Exercise task: Reproduce every line of the material below word for word, from start to finish. Omit any images from your answer.

Items stored from a collection

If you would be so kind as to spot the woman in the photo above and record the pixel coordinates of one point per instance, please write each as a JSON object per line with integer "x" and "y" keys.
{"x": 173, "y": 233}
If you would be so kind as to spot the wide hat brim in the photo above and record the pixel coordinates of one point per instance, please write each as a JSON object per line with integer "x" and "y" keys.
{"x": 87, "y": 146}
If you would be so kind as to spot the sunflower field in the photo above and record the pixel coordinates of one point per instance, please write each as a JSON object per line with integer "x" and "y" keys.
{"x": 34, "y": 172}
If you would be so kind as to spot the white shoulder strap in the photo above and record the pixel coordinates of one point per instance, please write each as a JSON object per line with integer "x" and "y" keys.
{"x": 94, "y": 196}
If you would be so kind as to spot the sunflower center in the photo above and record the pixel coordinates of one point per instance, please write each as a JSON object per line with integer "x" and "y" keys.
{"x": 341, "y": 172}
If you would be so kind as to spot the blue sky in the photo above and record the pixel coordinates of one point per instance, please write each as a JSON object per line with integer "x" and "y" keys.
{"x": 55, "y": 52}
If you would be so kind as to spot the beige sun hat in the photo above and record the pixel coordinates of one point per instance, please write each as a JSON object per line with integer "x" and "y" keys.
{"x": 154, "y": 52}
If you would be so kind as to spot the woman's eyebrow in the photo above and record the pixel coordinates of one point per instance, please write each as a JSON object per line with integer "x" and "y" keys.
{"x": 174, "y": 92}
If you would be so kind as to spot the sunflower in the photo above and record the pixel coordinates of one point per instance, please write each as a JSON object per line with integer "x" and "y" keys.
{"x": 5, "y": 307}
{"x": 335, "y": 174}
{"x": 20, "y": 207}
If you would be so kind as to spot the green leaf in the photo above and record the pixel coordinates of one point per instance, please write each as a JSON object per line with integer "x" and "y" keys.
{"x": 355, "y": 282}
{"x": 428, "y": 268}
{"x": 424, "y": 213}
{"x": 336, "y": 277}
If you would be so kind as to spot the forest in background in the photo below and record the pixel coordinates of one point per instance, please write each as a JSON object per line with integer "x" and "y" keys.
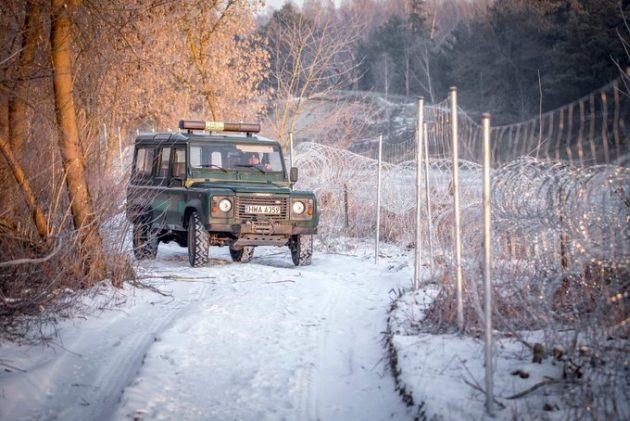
{"x": 79, "y": 77}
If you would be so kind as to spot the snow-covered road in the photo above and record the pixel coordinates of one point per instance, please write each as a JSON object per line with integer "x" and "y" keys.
{"x": 263, "y": 340}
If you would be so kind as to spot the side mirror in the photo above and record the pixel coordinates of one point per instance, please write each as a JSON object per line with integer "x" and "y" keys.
{"x": 293, "y": 174}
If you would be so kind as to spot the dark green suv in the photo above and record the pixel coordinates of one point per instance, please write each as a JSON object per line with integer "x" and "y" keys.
{"x": 209, "y": 187}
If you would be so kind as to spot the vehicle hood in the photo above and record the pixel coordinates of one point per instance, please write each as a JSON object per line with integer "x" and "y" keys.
{"x": 240, "y": 187}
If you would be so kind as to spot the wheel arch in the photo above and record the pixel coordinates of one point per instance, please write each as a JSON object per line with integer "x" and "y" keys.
{"x": 194, "y": 205}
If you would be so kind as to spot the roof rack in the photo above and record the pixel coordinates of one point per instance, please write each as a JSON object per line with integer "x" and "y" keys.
{"x": 219, "y": 126}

Complete output:
If you would be so kind as to spot the woman in the photo above and record the pixel coordinates of one point per instance, please write each as a JSON object per line with integer "x" and "y" keys.
{"x": 173, "y": 233}
If you would be so kind as to spot the wide hat brim in the photo above and record the pixel coordinates of one point per instance, please write each as a JSON object per line with integer "x" and "y" keys.
{"x": 87, "y": 146}
If you would be so kind as to spot the sunflower field in the photo above and record the pixel coordinates of one point per instance, please write each as a JSON object per line with integer "x" and "y" keys.
{"x": 34, "y": 172}
If you would be so kind as to spot the white shoulder strap in the photo above and record the pixel coordinates of one point per instance, please write each as a JSON object per line with integer "x" and "y" keys.
{"x": 94, "y": 196}
If you would be so kind as to spot the sunflower center in the photo above and record the pixel coordinates of one point per instance, please write each as a JSON object per line with integer "x" and "y" keys.
{"x": 341, "y": 172}
If you would be so kind as to spot the blue sky in the photo above and record the pixel coordinates of one point per instance, please write each as a JSON object per line with integer "x" and "y" keys.
{"x": 55, "y": 52}
If you would be so kind as to spot the beige sun hat in the photo above and record the pixel coordinates of one point per instance, please write each as a JSON object per line with integer "x" and "y" keys.
{"x": 154, "y": 52}
If you would be so kind as to spot the woman's eyebrow in the photo above and record the pixel coordinates of one point per instance, please write each as a JSON object per line with integer "x" and "y" keys.
{"x": 174, "y": 92}
If you would be so kind as to spot the sunflower in the photo above and record the pixel coordinates of one point per instance, please write each as a JSON object per line with integer "x" and "y" keys.
{"x": 5, "y": 307}
{"x": 335, "y": 174}
{"x": 20, "y": 207}
If you would be so kind as to spot the green leaf in the photo above and record the pixel coordinates of one point per instance, please write each as a JSON object per line with integer "x" and "y" keys.
{"x": 355, "y": 282}
{"x": 428, "y": 268}
{"x": 424, "y": 213}
{"x": 336, "y": 277}
If you would be so kind as to spot the forest in background in the photo below and record the pixel coordinates of one point per instance, please write each as a JSON object per line with integer "x" and "y" keys.
{"x": 79, "y": 77}
If you would be so kind as to spot the snow-covered road in the photo above and record the pixel coordinates of one point per instance, please write each as a JSON object per line with integer "x" and "y" keys.
{"x": 263, "y": 340}
If you would be so kind as to spot the side mirror in the photo above and record the pixel coordinates of one point per instance, please write each as a JSON object per line with integer "x" and "y" keys.
{"x": 293, "y": 174}
If you would be so kind as to spot the dark green suv in the photo above and record the pixel coordinates of one point per instance, please write each as a JSON object per line with integer "x" and "y" keys.
{"x": 209, "y": 187}
If you would be so kind as to spot the vehicle hood in the photo above and record the pixel coordinates of one point per instance, please write each as a JSON object per line with integer "x" and "y" keys.
{"x": 240, "y": 187}
If you would be so kind as to spot the wheel arch in the photo above and record the pixel coordinates of one point per instance, please write each as a JSON object per line with integer "x" and "y" keys.
{"x": 194, "y": 205}
If you would be so kind as to spot the roof rack in the photo above and record the pixel coordinates of one point per instance, please write each as a JSON object per line with integer "x" and "y" keys.
{"x": 219, "y": 126}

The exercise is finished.